◆ Records from a dataset
——————————

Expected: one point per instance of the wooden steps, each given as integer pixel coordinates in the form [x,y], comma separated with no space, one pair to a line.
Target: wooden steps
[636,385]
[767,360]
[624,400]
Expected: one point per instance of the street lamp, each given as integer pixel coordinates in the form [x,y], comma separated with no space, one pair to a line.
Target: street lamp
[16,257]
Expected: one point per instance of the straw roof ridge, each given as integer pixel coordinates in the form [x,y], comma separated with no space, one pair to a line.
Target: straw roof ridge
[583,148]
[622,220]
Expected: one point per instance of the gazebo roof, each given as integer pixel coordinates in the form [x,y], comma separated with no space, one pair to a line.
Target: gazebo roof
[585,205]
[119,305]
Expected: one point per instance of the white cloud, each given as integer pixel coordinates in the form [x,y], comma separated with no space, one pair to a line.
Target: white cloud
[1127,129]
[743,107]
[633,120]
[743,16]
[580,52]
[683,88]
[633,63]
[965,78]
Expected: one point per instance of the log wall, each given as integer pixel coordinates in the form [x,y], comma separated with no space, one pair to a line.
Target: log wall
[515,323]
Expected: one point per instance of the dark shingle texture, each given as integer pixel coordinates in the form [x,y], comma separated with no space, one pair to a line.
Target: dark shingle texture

——————————

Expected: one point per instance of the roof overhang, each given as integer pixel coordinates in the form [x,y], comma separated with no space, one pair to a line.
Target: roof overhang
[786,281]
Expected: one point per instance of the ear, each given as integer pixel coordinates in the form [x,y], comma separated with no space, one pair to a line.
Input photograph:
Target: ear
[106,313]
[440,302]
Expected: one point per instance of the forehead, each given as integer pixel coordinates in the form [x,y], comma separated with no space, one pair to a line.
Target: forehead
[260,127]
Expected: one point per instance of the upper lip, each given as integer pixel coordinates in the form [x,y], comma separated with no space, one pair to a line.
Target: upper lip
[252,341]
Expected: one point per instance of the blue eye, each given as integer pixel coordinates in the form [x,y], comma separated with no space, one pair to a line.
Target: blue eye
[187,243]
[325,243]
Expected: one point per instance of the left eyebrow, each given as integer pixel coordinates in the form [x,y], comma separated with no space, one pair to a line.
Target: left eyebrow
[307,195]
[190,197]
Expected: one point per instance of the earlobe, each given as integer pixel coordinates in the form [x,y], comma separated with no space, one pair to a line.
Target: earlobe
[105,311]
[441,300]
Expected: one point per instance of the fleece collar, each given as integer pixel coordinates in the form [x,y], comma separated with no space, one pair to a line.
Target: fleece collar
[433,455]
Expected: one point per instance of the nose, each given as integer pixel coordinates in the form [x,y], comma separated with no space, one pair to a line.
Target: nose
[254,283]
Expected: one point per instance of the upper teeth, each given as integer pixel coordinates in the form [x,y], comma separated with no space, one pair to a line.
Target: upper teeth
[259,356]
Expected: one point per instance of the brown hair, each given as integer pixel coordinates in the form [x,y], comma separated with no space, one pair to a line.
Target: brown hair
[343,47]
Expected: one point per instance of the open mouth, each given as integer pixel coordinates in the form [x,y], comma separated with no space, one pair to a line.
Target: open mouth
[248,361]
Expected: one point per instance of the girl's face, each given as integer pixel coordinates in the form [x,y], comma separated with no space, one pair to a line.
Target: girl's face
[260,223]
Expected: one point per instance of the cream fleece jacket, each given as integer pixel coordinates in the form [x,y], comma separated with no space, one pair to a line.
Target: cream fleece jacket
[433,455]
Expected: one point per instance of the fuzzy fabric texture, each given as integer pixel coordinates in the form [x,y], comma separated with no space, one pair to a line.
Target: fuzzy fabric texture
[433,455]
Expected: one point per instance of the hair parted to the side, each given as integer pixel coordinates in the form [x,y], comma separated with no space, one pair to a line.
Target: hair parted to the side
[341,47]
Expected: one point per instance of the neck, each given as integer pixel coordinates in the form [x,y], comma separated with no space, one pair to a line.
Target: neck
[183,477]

——————————

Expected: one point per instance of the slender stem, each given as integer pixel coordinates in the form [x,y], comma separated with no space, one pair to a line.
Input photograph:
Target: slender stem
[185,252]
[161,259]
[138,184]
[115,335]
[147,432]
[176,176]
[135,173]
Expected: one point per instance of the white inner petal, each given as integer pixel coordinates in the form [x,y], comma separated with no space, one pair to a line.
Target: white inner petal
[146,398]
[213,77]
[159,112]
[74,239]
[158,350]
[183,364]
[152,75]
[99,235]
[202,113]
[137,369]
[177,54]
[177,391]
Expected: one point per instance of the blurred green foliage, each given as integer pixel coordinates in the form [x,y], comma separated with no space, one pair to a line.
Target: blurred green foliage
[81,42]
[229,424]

——————————

◆ What the task asks
Count the lines in the records above that contain the word "fleece", treating case as significant, and give only the number.

◆ Written solution
4